§ What is asked: Reproduce the records starting with the line containing "For the photograph shown, identify where the black" and going on through the line containing "[511,14,546,31]", switching "bowl rim" to "plate rim" and leaving everything else unchanged.

§ Information given:
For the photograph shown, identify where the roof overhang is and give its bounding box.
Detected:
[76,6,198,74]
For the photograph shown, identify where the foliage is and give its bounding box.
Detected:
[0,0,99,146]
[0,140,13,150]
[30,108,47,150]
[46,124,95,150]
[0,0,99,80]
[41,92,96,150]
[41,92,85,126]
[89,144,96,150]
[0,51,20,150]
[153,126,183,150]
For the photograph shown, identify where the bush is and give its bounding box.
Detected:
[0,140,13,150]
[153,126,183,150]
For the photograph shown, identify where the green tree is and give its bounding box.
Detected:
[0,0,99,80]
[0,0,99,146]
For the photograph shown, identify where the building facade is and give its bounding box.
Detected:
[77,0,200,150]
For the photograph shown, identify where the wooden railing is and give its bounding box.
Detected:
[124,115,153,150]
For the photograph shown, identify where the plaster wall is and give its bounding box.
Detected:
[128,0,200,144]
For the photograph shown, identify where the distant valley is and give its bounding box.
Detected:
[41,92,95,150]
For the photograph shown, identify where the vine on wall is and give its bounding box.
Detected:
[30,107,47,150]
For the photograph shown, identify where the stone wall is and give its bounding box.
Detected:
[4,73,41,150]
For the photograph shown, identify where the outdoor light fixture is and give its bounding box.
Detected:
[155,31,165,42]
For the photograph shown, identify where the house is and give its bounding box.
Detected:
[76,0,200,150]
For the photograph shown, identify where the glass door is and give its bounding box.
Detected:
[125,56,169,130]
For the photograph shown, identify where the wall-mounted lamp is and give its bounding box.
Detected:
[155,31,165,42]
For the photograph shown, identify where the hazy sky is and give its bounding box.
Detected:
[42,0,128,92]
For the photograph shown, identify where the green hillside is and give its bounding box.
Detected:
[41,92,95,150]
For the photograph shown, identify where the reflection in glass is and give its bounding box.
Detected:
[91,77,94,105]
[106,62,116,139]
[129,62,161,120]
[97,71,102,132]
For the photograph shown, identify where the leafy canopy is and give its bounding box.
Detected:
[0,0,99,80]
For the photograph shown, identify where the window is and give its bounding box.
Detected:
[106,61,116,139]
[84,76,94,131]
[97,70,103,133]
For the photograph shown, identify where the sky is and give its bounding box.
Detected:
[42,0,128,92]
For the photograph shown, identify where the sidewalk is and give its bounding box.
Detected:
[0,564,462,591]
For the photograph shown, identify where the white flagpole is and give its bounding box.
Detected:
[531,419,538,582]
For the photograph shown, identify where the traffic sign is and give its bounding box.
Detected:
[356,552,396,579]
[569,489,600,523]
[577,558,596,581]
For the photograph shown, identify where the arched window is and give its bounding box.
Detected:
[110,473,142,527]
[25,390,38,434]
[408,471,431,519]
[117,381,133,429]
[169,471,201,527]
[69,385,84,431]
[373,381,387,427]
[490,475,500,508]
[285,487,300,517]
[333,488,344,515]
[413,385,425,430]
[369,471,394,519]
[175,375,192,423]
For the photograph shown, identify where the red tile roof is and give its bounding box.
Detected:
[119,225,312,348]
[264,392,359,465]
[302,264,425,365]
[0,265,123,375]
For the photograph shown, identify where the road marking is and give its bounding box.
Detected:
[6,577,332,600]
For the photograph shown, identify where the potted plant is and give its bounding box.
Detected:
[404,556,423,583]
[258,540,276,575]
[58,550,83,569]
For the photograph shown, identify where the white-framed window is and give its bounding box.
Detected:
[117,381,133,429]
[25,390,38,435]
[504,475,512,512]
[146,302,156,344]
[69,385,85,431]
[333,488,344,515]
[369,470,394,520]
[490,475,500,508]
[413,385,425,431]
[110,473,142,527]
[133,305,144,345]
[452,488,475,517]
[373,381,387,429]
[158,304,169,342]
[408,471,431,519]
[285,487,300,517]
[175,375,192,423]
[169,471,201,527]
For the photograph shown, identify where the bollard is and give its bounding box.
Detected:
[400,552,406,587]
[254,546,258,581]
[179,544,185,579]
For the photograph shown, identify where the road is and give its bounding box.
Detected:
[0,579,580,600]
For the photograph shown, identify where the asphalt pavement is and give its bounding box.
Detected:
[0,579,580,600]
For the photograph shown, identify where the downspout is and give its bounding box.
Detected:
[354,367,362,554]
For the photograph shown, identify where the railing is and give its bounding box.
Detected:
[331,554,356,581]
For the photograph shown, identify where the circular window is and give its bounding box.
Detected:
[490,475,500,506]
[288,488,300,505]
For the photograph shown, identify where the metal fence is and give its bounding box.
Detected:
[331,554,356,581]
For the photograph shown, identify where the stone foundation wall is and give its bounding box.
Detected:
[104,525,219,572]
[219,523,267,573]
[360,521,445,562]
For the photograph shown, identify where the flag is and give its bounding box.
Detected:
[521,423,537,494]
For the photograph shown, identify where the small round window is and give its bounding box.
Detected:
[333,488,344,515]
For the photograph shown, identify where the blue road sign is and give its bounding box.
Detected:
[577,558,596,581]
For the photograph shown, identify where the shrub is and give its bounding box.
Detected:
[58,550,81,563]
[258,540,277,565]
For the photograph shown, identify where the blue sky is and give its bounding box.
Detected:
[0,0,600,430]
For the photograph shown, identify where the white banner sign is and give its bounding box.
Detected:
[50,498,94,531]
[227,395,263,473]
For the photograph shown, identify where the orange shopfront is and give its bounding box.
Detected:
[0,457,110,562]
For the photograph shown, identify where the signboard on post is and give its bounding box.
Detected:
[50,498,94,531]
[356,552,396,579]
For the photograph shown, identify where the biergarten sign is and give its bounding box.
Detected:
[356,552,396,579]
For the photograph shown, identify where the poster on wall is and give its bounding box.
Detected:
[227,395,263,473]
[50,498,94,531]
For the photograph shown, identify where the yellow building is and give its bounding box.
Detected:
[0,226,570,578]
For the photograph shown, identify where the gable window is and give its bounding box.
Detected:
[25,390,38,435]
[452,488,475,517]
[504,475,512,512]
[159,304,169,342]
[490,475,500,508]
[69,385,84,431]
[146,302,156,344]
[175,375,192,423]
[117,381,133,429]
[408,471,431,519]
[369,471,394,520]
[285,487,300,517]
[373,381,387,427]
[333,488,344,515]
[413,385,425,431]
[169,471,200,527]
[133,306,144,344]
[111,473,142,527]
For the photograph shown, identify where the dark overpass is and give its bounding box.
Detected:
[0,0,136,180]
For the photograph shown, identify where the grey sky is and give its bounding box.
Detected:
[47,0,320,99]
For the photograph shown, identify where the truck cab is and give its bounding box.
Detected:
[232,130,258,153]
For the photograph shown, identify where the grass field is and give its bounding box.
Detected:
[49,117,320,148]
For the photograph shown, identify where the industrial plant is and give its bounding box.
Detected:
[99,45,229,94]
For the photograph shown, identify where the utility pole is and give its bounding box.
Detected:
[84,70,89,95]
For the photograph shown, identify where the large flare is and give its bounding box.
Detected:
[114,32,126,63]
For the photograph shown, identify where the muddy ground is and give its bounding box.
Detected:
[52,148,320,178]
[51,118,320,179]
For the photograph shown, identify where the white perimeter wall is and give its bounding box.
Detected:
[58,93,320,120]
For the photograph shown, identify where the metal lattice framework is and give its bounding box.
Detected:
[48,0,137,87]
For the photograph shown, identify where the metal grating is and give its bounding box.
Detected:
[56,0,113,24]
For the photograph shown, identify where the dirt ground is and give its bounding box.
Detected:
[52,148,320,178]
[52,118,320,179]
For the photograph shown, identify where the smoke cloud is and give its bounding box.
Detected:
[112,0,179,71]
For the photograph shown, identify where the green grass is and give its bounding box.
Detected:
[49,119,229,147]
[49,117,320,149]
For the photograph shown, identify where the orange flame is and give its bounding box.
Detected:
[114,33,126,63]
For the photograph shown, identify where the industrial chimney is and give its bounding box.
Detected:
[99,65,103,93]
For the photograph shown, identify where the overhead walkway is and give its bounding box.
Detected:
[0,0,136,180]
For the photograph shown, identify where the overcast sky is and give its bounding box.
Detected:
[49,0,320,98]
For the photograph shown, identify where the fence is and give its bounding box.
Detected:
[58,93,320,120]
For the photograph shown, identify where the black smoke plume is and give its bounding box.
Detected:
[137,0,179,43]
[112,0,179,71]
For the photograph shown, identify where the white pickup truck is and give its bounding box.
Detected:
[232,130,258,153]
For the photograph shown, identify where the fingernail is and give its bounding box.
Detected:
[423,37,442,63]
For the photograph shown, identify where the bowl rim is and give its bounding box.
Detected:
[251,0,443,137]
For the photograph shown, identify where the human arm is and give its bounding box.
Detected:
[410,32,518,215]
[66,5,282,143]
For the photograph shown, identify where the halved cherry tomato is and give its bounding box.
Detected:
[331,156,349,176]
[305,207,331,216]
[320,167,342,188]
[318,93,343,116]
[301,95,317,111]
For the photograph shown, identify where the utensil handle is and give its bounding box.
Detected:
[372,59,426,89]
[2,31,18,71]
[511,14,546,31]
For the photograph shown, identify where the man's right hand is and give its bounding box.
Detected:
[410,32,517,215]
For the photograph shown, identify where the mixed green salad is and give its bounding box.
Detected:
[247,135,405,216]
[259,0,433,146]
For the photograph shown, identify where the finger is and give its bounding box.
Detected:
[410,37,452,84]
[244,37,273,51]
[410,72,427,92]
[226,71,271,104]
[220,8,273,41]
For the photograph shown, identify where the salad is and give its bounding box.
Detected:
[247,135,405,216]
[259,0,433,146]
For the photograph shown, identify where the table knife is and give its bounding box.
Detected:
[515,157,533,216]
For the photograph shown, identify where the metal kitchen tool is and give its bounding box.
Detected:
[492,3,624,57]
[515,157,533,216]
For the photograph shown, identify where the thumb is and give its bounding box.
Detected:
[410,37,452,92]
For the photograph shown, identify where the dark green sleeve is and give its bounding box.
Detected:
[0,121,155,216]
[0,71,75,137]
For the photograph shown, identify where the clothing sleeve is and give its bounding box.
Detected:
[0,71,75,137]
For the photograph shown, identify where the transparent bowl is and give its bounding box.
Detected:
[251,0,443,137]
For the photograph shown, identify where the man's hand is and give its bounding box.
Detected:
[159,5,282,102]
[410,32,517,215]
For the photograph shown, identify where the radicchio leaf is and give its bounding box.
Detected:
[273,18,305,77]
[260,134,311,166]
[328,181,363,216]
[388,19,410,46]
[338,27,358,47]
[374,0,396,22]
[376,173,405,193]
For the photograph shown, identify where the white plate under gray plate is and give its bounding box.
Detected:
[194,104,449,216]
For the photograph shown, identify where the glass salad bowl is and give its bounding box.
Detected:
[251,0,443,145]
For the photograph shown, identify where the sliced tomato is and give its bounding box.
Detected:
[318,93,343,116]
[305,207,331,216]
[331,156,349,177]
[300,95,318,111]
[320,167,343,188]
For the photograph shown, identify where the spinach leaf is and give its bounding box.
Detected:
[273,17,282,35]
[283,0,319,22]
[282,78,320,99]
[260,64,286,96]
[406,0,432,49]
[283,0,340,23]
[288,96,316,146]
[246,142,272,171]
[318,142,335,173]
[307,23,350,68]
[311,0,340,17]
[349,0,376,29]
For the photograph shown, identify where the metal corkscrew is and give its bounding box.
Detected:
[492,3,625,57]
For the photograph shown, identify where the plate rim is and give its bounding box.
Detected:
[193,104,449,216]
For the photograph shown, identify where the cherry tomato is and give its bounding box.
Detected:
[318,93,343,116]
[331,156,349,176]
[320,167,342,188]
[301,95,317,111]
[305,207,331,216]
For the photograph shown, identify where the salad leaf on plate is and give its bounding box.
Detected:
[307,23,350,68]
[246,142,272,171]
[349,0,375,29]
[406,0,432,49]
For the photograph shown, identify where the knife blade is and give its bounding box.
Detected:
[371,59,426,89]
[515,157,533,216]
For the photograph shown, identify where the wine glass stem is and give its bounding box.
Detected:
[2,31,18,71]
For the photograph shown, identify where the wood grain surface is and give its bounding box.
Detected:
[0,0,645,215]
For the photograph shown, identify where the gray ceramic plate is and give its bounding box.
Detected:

§ Finished exercise:
For the photograph shown, identify where the black smoke plume is and give its bounding box.
Detected:
[137,0,179,43]
[112,0,179,71]
For the photograph shown, identify where the white pickup truck is and give its bounding box.
Detected:
[232,130,258,153]
For the photograph shown, identify where the fingernail is and give its bounding box.
Detected:
[423,37,442,63]
For the photograph shown, identify where the plate rim is and give its bounding box.
Detected:
[251,0,443,137]
For the photograph shown, identify where the human arm is and give its bounding box.
Detected:
[410,32,518,215]
[66,5,282,143]
For the photograph shown, identify where the halved cherry tomato is and give its bounding box.
Detected:
[331,156,349,176]
[305,207,331,216]
[320,167,342,188]
[318,93,343,116]
[301,95,317,111]
For the photograph shown, identify where the utensil handle is and give its bounding box.
Detected:
[372,59,426,89]
[2,31,18,71]
[511,14,546,31]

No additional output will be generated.